=== PROBLEM REQUIREMENTS ===
Write the listing out again word for word, leaving each picture behind.

=== SUPPLIED ENTRIES ===
--- START ---

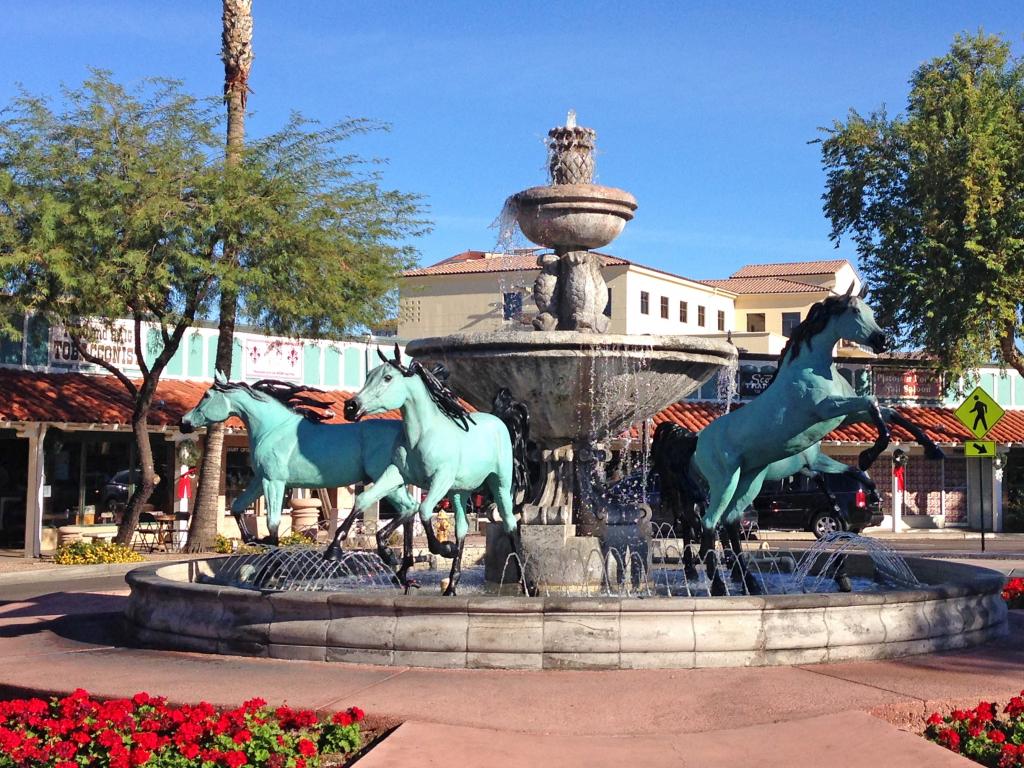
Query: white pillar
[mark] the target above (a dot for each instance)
(36, 433)
(897, 506)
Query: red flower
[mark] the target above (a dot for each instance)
(949, 738)
(188, 751)
(342, 718)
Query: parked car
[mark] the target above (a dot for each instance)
(798, 504)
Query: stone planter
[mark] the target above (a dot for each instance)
(305, 514)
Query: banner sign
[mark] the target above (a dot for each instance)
(272, 358)
(910, 384)
(753, 383)
(114, 343)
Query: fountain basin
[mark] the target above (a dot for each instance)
(578, 386)
(573, 216)
(958, 606)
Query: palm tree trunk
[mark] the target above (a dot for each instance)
(237, 53)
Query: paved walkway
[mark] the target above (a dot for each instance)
(845, 714)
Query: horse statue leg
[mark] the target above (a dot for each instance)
(389, 481)
(252, 492)
(931, 450)
(461, 528)
(273, 492)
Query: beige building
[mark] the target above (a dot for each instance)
(757, 305)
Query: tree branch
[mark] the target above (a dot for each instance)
(1008, 346)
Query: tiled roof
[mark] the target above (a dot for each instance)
(469, 262)
(81, 398)
(938, 423)
(764, 285)
(785, 268)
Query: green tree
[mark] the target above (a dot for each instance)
(108, 211)
(934, 201)
(122, 205)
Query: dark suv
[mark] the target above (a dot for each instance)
(798, 504)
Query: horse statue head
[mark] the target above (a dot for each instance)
(388, 387)
(220, 401)
(846, 316)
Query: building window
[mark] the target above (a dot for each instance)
(512, 305)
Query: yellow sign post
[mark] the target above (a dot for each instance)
(979, 449)
(979, 413)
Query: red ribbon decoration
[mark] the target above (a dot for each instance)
(900, 474)
(184, 483)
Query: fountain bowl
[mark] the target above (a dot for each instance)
(578, 385)
(179, 606)
(573, 216)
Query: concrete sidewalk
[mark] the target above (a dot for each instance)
(846, 714)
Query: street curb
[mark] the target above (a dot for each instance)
(65, 572)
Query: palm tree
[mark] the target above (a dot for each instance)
(237, 53)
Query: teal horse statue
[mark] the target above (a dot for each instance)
(805, 401)
(443, 449)
(290, 448)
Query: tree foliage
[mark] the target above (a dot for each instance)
(119, 204)
(934, 201)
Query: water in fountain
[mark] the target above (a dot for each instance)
(820, 561)
(304, 569)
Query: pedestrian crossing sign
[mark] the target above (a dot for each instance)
(979, 413)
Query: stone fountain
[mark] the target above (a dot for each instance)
(582, 384)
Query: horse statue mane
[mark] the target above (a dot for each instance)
(291, 396)
(443, 397)
(817, 318)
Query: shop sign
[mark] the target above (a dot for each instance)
(272, 358)
(114, 343)
(910, 384)
(753, 383)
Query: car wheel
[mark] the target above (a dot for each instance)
(825, 522)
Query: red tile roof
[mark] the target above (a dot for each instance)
(83, 398)
(469, 262)
(764, 285)
(939, 424)
(785, 268)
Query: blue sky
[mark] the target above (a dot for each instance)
(704, 111)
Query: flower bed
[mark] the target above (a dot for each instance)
(1013, 593)
(982, 734)
(79, 730)
(95, 553)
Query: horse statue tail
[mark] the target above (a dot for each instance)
(515, 416)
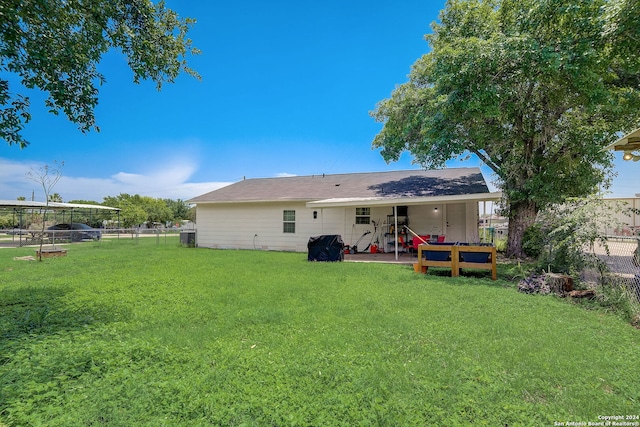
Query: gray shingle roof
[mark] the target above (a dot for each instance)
(393, 184)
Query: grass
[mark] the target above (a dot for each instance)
(123, 333)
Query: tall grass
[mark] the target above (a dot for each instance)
(127, 332)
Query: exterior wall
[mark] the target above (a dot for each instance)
(260, 225)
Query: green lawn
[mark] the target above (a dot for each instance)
(136, 333)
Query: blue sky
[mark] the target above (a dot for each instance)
(286, 90)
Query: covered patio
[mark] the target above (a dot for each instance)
(64, 212)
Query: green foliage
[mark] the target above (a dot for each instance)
(562, 233)
(166, 335)
(534, 88)
(533, 241)
(55, 46)
(138, 209)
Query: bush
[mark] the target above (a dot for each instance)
(534, 284)
(533, 241)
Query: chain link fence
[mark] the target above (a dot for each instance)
(619, 259)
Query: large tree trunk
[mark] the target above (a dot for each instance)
(521, 216)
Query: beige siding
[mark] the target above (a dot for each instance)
(260, 225)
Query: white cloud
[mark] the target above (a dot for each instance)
(169, 181)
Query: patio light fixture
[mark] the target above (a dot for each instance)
(628, 155)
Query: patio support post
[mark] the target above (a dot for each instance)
(395, 228)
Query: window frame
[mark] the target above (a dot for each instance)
(289, 221)
(363, 216)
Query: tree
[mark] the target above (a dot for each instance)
(55, 197)
(55, 46)
(179, 209)
(534, 88)
(137, 209)
(47, 176)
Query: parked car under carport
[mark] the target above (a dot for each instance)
(76, 232)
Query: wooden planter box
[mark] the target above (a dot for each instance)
(51, 253)
(457, 257)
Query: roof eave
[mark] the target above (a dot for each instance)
(404, 201)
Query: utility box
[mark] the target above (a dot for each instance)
(326, 248)
(188, 238)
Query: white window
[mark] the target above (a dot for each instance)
(288, 221)
(363, 215)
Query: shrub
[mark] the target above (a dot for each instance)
(534, 284)
(533, 241)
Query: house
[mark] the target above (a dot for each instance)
(283, 213)
(629, 144)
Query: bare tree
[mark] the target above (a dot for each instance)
(47, 176)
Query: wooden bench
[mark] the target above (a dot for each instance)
(460, 256)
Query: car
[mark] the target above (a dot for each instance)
(75, 231)
(17, 232)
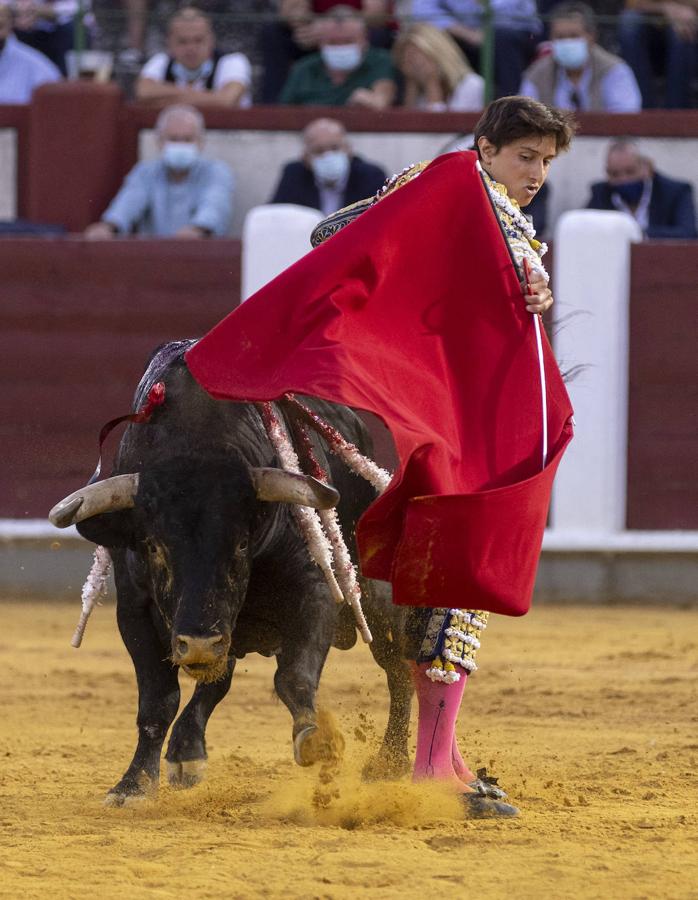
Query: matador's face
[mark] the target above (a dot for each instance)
(521, 166)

--- END ---

=== WRITTEN SOLUTION ===
Query: white pillar
[mark] the target above (a dot for each instance)
(36, 433)
(897, 506)
Query: red flower
[mark] the target above (a dot for each instance)
(949, 738)
(188, 751)
(342, 718)
Query: parked car
[mark] the target above (a dot for each instance)
(798, 504)
Query: stone planter
[mark] the target above (a dot for each instance)
(305, 514)
Query: banner sign
[mark] the target above (a dot for each instance)
(272, 358)
(910, 384)
(753, 383)
(114, 343)
Query: fountain basin
[mark] the target above (a dot for each instance)
(578, 386)
(573, 216)
(958, 606)
Query: palm tree trunk
[mark] the target above (a dot for each instance)
(237, 53)
Query: paved walkway
[mark] the target above (a dot for each instance)
(845, 714)
Query: horse statue leg
[mark] the target above (a dot for each instance)
(389, 481)
(252, 492)
(931, 450)
(461, 528)
(273, 492)
Query: beige building
[mark] the target above (a dot for each instance)
(757, 305)
Query: tree branch
[mark] the target above (a dot for each instance)
(1008, 346)
Query: tiled roof
[mark] the target above (a dot for each instance)
(469, 262)
(81, 398)
(938, 423)
(764, 285)
(785, 268)
Query: green tree
[mark] the target above (a dot for each instance)
(108, 211)
(934, 201)
(122, 205)
Query: dark suv
[mark] the target above (a dot for each instance)
(798, 504)
Query: horse statue head
[mark] the target above (a dot for each instance)
(388, 387)
(220, 401)
(846, 316)
Query: building window
[mark] the target above (a dot for each instance)
(512, 305)
Query: yellow sign post
[mark] the target above (a dot for each instance)
(979, 449)
(979, 413)
Query: red ribbon decoration
[mark] the target above (a dot for each instance)
(900, 474)
(184, 483)
Query: fountain bowl
[mark] the target above (a dot for each instance)
(578, 385)
(179, 606)
(573, 216)
Query: concrete sidewalk
[mark] the target above (a dot for each instance)
(846, 714)
Query: street curb
[mark] the target above (a dot for each instance)
(65, 572)
Query: palm tree
[mark] the target above (a dot for each instance)
(237, 53)
Query: teal horse statue
[mark] the target above (a dot for each instance)
(805, 401)
(443, 449)
(290, 448)
Query: tree foliage
[mark] the target above (a dot for each instance)
(119, 204)
(934, 201)
Query: water in fountain
[mark] the target above (a dot for each instance)
(820, 561)
(304, 569)
Query: pedestrian crossing sign
[mark] the target above (a dot for each instance)
(979, 413)
Query: stone fountain
[mark] the target above (a dot for each instance)
(582, 384)
Query: horse statue mane
[mark] the target above (a dot for each instance)
(291, 396)
(443, 397)
(817, 318)
Query: shop sign
[mark] the target above (a dot for each instance)
(272, 358)
(114, 343)
(910, 384)
(753, 383)
Query: car wheel
[mark] the target above (a dot for each instance)
(825, 522)
Query: red tile roof
[mark] the target above (a dot for each instance)
(83, 398)
(469, 262)
(764, 285)
(939, 424)
(785, 268)
Query: blue sky
[mark] the target above (a dot for each instance)
(704, 111)
Query: flower bed
[mark] the target above (a dot for each instance)
(1013, 593)
(982, 734)
(79, 730)
(95, 553)
Query: horse statue tail
[mark] the target above (a dot for each instance)
(515, 416)
Query: gray shingle roof
[mark] the target above (a dot for each instance)
(393, 184)
Query: grass
[mark] the target above (a dot for each instance)
(123, 333)
Query: tall grass
[mark] the target above (a dot for each instance)
(127, 332)
Query: exterior wall
[mark] the target above (a dot for each instance)
(260, 225)
Query: green lawn
[mark] the target above (a dot for each instance)
(136, 333)
Query: blue sky
[mark] the target above (a dot for each instance)
(286, 90)
Query: covered patio
[mark] the target above (a dot for each instance)
(64, 212)
Query: green foliage
[mark] the target above (a dot for each instance)
(562, 233)
(166, 335)
(534, 88)
(533, 241)
(55, 46)
(138, 209)
Query: bush
[mark] the target above (a dot for each instance)
(534, 284)
(533, 241)
Query: chain link fence
[mark] the target above (a dot for each instance)
(619, 259)
Query: large tree trunk
[mark] the target above (a dot for each instance)
(521, 216)
Query: beige siding
[mark] the target above (a dot for each instance)
(260, 225)
Query: white cloud
[mark] the target above (a dot for each instance)
(169, 181)
Query: patio light fixture
[mark] the target above (a dot for each instance)
(628, 155)
Query: patio support post
[mark] the target above (a dot for each instance)
(395, 228)
Query: window frame
[mark] the target above (a dot for each instance)
(289, 221)
(363, 216)
Query: tree
[mark] the target above (a dot for each instance)
(55, 197)
(55, 46)
(179, 209)
(534, 88)
(137, 209)
(47, 176)
Query: parked car under carport
[mark] the target above (a dot for each instance)
(76, 232)
Query: wooden planter box
[mark] the target above (a dot for each instance)
(51, 253)
(457, 257)
Query: roof eave
[mark] the target above (a dot for each instance)
(404, 201)
Query: utility box
[mark] the target above (a dot for each instance)
(326, 248)
(188, 238)
Query: white window
[mark] the target above (a dot for each instance)
(288, 221)
(363, 215)
Query: shrub
[mark] the target above (a dot for each instance)
(534, 284)
(533, 241)
Query: house
[mark] the target above (a dot for each instance)
(283, 213)
(629, 144)
Query: bare tree
[mark] the target above (a dot for each instance)
(47, 176)
Query: wooden bench
[mark] the target above (a dot for each instance)
(460, 256)
Query: car
[mark] the target above (a dot for each instance)
(75, 231)
(17, 232)
Query: matador's face
[mark] the target above (a dot for each instance)
(521, 166)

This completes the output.